▶ **TASK BRIEF**:
Among the records below, find the lines that hold the word "truck" and report how many there are, with no other words.

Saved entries
►
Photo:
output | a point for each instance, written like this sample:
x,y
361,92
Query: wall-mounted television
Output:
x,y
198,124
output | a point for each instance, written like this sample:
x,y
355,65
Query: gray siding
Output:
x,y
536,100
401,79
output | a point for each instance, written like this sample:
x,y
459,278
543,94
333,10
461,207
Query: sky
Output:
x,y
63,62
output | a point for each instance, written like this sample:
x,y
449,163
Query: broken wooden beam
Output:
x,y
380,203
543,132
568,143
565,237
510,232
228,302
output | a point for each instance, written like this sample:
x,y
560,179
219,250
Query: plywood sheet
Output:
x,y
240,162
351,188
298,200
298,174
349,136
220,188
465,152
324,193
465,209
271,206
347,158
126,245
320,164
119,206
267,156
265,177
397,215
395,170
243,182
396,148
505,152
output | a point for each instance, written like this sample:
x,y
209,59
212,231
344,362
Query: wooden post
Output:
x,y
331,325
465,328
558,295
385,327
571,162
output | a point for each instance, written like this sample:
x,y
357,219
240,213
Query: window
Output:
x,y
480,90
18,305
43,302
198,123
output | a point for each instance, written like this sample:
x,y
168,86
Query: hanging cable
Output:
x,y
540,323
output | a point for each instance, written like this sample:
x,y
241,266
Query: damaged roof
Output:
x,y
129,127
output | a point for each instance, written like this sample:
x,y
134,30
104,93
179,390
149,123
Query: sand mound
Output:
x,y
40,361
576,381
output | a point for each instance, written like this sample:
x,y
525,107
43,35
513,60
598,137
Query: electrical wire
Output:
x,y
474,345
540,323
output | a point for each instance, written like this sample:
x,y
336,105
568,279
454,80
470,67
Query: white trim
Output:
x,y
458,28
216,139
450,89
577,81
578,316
◄
►
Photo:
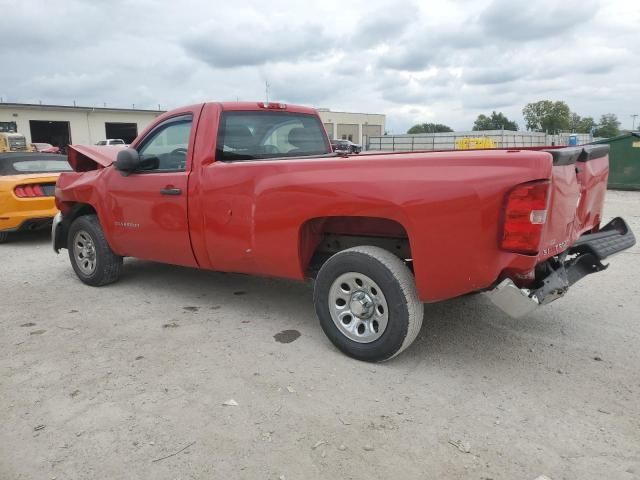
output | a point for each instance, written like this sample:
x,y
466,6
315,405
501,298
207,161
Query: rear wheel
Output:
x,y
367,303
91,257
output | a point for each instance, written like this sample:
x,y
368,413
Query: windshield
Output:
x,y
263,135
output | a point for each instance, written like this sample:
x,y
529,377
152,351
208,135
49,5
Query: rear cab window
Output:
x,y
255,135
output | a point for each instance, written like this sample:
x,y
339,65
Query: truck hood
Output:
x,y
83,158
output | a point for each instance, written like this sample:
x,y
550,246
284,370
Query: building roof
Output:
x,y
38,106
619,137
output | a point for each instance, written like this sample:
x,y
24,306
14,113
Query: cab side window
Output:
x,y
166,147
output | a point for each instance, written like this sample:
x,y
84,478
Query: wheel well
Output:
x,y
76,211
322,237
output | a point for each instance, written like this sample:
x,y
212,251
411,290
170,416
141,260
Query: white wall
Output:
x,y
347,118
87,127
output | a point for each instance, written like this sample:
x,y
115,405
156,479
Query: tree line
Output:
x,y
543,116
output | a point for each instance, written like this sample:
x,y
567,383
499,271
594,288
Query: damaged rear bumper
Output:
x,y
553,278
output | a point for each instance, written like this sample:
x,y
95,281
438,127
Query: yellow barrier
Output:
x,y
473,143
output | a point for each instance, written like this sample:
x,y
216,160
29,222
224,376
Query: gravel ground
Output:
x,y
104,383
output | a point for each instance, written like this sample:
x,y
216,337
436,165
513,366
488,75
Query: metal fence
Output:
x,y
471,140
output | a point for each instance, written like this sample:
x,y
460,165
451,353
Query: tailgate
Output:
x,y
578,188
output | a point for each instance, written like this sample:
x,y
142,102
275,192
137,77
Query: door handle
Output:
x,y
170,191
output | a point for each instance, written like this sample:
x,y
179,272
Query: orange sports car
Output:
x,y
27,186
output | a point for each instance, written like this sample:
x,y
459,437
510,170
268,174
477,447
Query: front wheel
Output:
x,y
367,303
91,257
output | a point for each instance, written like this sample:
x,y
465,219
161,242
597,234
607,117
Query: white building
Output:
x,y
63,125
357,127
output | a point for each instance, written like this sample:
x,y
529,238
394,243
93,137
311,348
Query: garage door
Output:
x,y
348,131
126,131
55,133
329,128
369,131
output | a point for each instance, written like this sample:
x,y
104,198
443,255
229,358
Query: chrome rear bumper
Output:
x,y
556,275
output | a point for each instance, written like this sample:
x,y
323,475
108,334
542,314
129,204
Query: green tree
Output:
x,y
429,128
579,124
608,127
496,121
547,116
◄
►
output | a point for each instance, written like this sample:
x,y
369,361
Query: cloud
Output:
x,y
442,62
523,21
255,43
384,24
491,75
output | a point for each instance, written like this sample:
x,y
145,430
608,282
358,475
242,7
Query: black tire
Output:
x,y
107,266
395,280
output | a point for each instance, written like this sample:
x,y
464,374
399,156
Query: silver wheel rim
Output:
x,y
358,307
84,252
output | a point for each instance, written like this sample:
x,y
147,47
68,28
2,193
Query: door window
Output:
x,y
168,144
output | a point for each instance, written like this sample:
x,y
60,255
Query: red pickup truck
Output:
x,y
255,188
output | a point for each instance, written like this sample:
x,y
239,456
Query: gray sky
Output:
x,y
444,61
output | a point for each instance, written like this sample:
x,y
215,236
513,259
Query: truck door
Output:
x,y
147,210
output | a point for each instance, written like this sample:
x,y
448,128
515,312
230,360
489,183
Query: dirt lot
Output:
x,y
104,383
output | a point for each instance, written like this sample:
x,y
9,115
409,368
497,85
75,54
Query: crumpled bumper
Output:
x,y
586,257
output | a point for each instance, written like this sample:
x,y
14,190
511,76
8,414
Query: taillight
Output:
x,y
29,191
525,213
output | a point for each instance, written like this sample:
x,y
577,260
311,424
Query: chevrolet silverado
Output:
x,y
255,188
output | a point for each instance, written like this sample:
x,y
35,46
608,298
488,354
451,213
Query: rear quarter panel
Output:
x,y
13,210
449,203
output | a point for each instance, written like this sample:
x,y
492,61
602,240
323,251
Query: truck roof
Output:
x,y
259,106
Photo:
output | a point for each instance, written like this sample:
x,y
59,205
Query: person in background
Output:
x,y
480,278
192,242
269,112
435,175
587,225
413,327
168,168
◄
▶ **TASK OUTPUT**:
4